» **Given request**:
Only the lines from the one containing "--target red car" through the final line of the material below should be output, exactly as they stand.

(Stored dataset items)
·····

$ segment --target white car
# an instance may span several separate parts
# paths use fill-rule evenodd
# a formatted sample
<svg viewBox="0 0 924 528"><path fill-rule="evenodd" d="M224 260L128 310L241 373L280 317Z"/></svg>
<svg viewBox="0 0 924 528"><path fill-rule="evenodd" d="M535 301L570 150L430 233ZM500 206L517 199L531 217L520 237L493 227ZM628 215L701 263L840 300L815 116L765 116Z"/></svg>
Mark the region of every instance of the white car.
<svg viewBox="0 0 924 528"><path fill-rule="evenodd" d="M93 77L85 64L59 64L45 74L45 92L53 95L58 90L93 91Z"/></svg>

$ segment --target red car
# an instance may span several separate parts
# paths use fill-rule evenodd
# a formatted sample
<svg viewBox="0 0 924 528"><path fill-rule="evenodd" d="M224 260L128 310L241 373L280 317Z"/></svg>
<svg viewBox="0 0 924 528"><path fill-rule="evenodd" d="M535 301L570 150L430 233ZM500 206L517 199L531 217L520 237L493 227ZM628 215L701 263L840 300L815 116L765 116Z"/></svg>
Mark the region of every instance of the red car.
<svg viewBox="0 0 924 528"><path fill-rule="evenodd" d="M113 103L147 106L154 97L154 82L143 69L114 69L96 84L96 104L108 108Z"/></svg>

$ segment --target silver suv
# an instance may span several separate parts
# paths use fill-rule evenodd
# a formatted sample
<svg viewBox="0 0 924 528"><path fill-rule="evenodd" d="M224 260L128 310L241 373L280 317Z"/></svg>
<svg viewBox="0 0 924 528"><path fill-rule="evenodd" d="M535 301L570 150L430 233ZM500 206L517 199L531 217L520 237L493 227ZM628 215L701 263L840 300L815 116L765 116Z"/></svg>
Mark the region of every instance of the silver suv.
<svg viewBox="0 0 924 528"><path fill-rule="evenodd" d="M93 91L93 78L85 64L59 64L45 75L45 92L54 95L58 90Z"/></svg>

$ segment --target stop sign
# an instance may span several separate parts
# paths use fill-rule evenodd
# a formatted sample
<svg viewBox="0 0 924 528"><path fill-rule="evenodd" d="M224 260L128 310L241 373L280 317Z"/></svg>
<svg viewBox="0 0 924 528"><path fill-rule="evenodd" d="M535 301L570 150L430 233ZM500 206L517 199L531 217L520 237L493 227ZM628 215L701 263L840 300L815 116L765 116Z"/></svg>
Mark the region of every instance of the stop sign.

·····

» **Correct answer**:
$ segment --target red car
# an instance may span several separate parts
# paths use fill-rule evenodd
# a formatted sample
<svg viewBox="0 0 924 528"><path fill-rule="evenodd" d="M224 260L128 310L241 373L280 317Z"/></svg>
<svg viewBox="0 0 924 528"><path fill-rule="evenodd" d="M535 301L570 150L430 233ZM500 206L517 199L531 217L520 237L493 227ZM628 215L701 263L840 300L815 116L765 116Z"/></svg>
Mark the region of every instance of the red car.
<svg viewBox="0 0 924 528"><path fill-rule="evenodd" d="M113 103L147 106L154 97L154 82L143 69L114 69L96 84L96 104L108 108Z"/></svg>

$ segment --target silver suv
# an instance may span several separate parts
# paths use fill-rule evenodd
# a formatted sample
<svg viewBox="0 0 924 528"><path fill-rule="evenodd" d="M224 260L128 310L241 373L280 317Z"/></svg>
<svg viewBox="0 0 924 528"><path fill-rule="evenodd" d="M535 301L570 150L430 233ZM500 206L517 199L531 217L520 237L493 227ZM628 215L701 263L840 300L815 116L765 116Z"/></svg>
Mark the region of every instance of the silver suv.
<svg viewBox="0 0 924 528"><path fill-rule="evenodd" d="M93 91L93 78L85 64L59 64L45 75L45 92L54 95L58 90Z"/></svg>

$ segment --target stop sign
# an instance may span several separate parts
# paths use fill-rule evenodd
# a formatted sample
<svg viewBox="0 0 924 528"><path fill-rule="evenodd" d="M224 260L128 310L241 373L280 317Z"/></svg>
<svg viewBox="0 0 924 528"><path fill-rule="evenodd" d="M535 301L570 150L430 233ZM500 206L517 199L531 217L520 237L493 227ZM628 215L701 263L840 300L815 116L765 116Z"/></svg>
Mark the region of every instance of the stop sign.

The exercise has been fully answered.